┌────────
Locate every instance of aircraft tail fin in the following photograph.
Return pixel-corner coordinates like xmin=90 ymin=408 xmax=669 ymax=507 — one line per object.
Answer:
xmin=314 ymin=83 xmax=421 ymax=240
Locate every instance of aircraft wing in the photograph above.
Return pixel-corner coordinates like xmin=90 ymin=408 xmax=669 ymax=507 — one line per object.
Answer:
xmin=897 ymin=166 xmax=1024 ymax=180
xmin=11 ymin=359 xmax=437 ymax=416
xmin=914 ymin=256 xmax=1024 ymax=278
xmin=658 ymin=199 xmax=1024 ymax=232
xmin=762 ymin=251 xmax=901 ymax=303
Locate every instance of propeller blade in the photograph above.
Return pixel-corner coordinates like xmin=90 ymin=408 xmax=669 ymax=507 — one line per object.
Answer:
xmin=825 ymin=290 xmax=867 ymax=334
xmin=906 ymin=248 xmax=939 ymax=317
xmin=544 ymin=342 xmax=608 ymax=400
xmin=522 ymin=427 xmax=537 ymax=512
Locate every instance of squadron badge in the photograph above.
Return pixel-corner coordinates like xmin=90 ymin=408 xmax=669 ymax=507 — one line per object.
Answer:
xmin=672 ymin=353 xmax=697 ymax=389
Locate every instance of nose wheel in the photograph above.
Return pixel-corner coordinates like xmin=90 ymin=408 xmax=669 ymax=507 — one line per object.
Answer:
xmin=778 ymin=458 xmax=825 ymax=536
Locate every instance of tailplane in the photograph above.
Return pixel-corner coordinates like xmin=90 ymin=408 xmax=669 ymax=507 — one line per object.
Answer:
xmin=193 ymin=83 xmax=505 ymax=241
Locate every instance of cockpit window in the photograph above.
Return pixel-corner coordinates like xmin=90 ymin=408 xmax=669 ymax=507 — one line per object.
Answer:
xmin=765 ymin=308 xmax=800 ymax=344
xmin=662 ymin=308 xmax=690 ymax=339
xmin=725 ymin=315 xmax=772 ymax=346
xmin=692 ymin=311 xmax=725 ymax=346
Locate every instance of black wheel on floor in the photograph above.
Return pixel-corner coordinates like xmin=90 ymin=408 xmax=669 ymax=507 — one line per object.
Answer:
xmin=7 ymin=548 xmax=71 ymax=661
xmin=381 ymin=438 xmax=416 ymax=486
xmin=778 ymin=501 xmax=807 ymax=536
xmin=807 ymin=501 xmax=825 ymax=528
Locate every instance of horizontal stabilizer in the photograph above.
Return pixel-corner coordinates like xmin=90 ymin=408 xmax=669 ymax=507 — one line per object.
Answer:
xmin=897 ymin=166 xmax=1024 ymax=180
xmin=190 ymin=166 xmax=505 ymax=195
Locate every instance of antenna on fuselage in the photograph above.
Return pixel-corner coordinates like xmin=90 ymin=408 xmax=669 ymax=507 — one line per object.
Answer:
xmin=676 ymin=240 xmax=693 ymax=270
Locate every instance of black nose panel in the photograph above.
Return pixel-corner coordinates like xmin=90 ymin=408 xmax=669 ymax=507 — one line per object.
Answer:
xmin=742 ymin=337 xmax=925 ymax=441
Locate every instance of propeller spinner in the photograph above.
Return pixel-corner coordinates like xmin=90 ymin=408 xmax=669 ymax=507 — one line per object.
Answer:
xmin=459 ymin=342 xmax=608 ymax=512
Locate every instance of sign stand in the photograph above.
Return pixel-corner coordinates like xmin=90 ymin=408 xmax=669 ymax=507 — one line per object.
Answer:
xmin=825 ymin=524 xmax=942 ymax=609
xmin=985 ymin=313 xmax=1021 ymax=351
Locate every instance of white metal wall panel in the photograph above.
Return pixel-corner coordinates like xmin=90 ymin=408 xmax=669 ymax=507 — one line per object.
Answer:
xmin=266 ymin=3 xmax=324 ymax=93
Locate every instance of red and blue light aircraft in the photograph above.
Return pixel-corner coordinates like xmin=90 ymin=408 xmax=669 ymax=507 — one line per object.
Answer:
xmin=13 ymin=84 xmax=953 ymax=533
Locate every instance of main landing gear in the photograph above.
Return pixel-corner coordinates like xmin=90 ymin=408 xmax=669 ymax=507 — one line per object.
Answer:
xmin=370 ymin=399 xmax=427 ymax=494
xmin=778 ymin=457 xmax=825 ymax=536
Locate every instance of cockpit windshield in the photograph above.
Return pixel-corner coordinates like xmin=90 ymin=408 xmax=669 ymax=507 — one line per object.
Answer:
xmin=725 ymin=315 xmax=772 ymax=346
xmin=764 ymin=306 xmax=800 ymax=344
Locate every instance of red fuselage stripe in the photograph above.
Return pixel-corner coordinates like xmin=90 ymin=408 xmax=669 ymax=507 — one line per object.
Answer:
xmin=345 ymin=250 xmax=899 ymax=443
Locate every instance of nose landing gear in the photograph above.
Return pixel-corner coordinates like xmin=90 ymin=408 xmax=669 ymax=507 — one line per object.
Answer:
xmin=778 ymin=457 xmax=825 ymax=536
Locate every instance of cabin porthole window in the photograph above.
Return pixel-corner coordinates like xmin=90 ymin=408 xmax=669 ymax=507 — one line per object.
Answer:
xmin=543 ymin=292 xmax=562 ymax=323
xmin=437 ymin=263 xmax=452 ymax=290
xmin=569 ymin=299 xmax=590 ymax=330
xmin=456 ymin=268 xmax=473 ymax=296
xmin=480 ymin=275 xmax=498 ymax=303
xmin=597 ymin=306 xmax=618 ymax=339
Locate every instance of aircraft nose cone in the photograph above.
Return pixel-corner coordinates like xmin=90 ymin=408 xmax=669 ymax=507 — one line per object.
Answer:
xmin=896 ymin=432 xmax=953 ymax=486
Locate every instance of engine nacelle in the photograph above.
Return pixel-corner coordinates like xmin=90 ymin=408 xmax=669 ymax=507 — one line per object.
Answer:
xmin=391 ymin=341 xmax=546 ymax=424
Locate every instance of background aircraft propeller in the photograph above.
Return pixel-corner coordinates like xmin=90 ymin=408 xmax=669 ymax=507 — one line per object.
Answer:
└────────
Objective: Return these lines exactly as they appear, covering all of the records.

Answer to the problem:
Locate every instance of aircraft tail fin in the following photograph.
Return pixel-corner coordinates like xmin=90 ymin=408 xmax=669 ymax=507 — one line per object.
Answer:
xmin=314 ymin=83 xmax=421 ymax=240
Locate every instance of aircraft wing in the photograph above.
Return pixel-corner coordinates like xmin=90 ymin=408 xmax=669 ymax=507 — one line per object.
Answer:
xmin=897 ymin=166 xmax=1024 ymax=180
xmin=11 ymin=359 xmax=437 ymax=416
xmin=914 ymin=256 xmax=1024 ymax=278
xmin=658 ymin=199 xmax=1024 ymax=232
xmin=762 ymin=251 xmax=901 ymax=303
Locate every instance of propeller blade in the photograph above.
Return pixel-corner coordinates like xmin=90 ymin=408 xmax=669 ymax=507 — one line per object.
Answer:
xmin=825 ymin=290 xmax=867 ymax=334
xmin=906 ymin=248 xmax=939 ymax=317
xmin=544 ymin=342 xmax=608 ymax=400
xmin=522 ymin=427 xmax=537 ymax=512
Locate every instance of squadron badge in the photograph above.
Return pixel-corner coordinates like xmin=90 ymin=408 xmax=669 ymax=507 — one line per object.
Answer:
xmin=672 ymin=353 xmax=697 ymax=389
Locate every instance of nose wheel in the photograph above.
Return pixel-corner coordinates like xmin=90 ymin=408 xmax=669 ymax=507 — one line per object.
Answer:
xmin=778 ymin=458 xmax=825 ymax=536
Locate every instance of tailplane in the photograph above.
Return pixel-corner coordinates like xmin=90 ymin=408 xmax=669 ymax=507 — one line per object.
Answer:
xmin=193 ymin=83 xmax=505 ymax=241
Locate every instance of cockpit window in the photograph above.
Return pixel-corner coordinates like xmin=90 ymin=408 xmax=669 ymax=507 — one line per object.
Answer:
xmin=765 ymin=308 xmax=800 ymax=344
xmin=662 ymin=308 xmax=690 ymax=339
xmin=725 ymin=315 xmax=772 ymax=346
xmin=692 ymin=311 xmax=725 ymax=346
Locate every instance of black wheel on floor in the photograph above.
Return pixel-corner coordinates like xmin=90 ymin=408 xmax=669 ymax=507 — one line per object.
Answer:
xmin=7 ymin=548 xmax=71 ymax=661
xmin=381 ymin=438 xmax=416 ymax=486
xmin=778 ymin=501 xmax=807 ymax=536
xmin=807 ymin=501 xmax=825 ymax=528
Locate every instance of horizontal stabilizer in the photograph above.
Return pixel-corner coordinates like xmin=90 ymin=408 xmax=669 ymax=507 — one line per object.
Answer:
xmin=897 ymin=166 xmax=1024 ymax=180
xmin=190 ymin=166 xmax=505 ymax=195
Locate every instance of antenna on fuselage in the photograph above.
Return pixel-corner coordinates like xmin=90 ymin=408 xmax=669 ymax=507 — one line per object.
Answer:
xmin=676 ymin=240 xmax=693 ymax=270
Locate every instance of black nose panel in the photograph above.
Return pixel-corner coordinates like xmin=90 ymin=408 xmax=669 ymax=507 — one line per object.
Answer:
xmin=742 ymin=337 xmax=925 ymax=441
Locate every instance of propeller spinner in the photograph above.
Return pixel-corner coordinates like xmin=90 ymin=408 xmax=669 ymax=507 — one line per object.
Answer:
xmin=459 ymin=342 xmax=608 ymax=512
Locate every instance of sign stand in the photograph above.
Return pixel-corner coordinates like xmin=90 ymin=408 xmax=669 ymax=507 — one line per object.
Answer:
xmin=825 ymin=524 xmax=942 ymax=609
xmin=985 ymin=313 xmax=1021 ymax=351
Locate every instance of white metal wall panel in the photograph above.
Return pixel-corner coordinates like xmin=90 ymin=408 xmax=669 ymax=507 — one line per object.
Answer:
xmin=266 ymin=3 xmax=324 ymax=93
Locate every instance of red and blue light aircraft in the photograph above.
Return pixel-corner coordinates like xmin=90 ymin=408 xmax=669 ymax=507 — one line per object.
Answer:
xmin=13 ymin=84 xmax=953 ymax=533
Locate every instance of main landing gear in the photograph above.
Return pixel-corner coordinates like xmin=90 ymin=408 xmax=669 ymax=507 — one line per object.
Answer:
xmin=370 ymin=399 xmax=427 ymax=494
xmin=778 ymin=457 xmax=825 ymax=536
Locate every instance of cockpit windshield in the photograph above.
Return pixel-corner coordinates like xmin=90 ymin=408 xmax=669 ymax=507 — one line per object.
Answer:
xmin=725 ymin=315 xmax=772 ymax=346
xmin=764 ymin=306 xmax=800 ymax=344
Locate every instance of red fuselage stripe in the photograph above.
Return pixel-corner coordinates like xmin=90 ymin=408 xmax=669 ymax=507 — one line per object.
Answer:
xmin=345 ymin=250 xmax=899 ymax=443
Locate every instance of nose landing gear in the photograph above.
Return pixel-corner coordinates like xmin=90 ymin=408 xmax=669 ymax=507 — one line per object.
Answer:
xmin=778 ymin=457 xmax=825 ymax=536
Locate every instance of cabin porthole window in the photograph above.
Return pixel-corner coordinates like xmin=90 ymin=408 xmax=669 ymax=507 — one line per object.
Answer:
xmin=543 ymin=292 xmax=562 ymax=323
xmin=437 ymin=263 xmax=452 ymax=290
xmin=569 ymin=299 xmax=590 ymax=330
xmin=456 ymin=268 xmax=473 ymax=296
xmin=480 ymin=275 xmax=498 ymax=303
xmin=597 ymin=306 xmax=618 ymax=339
Locate every instance of aircraft nose cone in the photograph above.
Return pixel-corner coordinates like xmin=90 ymin=408 xmax=669 ymax=507 — one line per object.
Answer:
xmin=896 ymin=432 xmax=953 ymax=486
Locate every instance of engine nacelle in the photograph above.
Return pixel-corner coordinates like xmin=90 ymin=408 xmax=669 ymax=507 — one line per object.
Answer:
xmin=391 ymin=341 xmax=546 ymax=424
Locate every instance of background aircraft propeller in the photograph above.
Return pixel-corner coordinates like xmin=90 ymin=408 xmax=669 ymax=507 — one line per object.
Answer:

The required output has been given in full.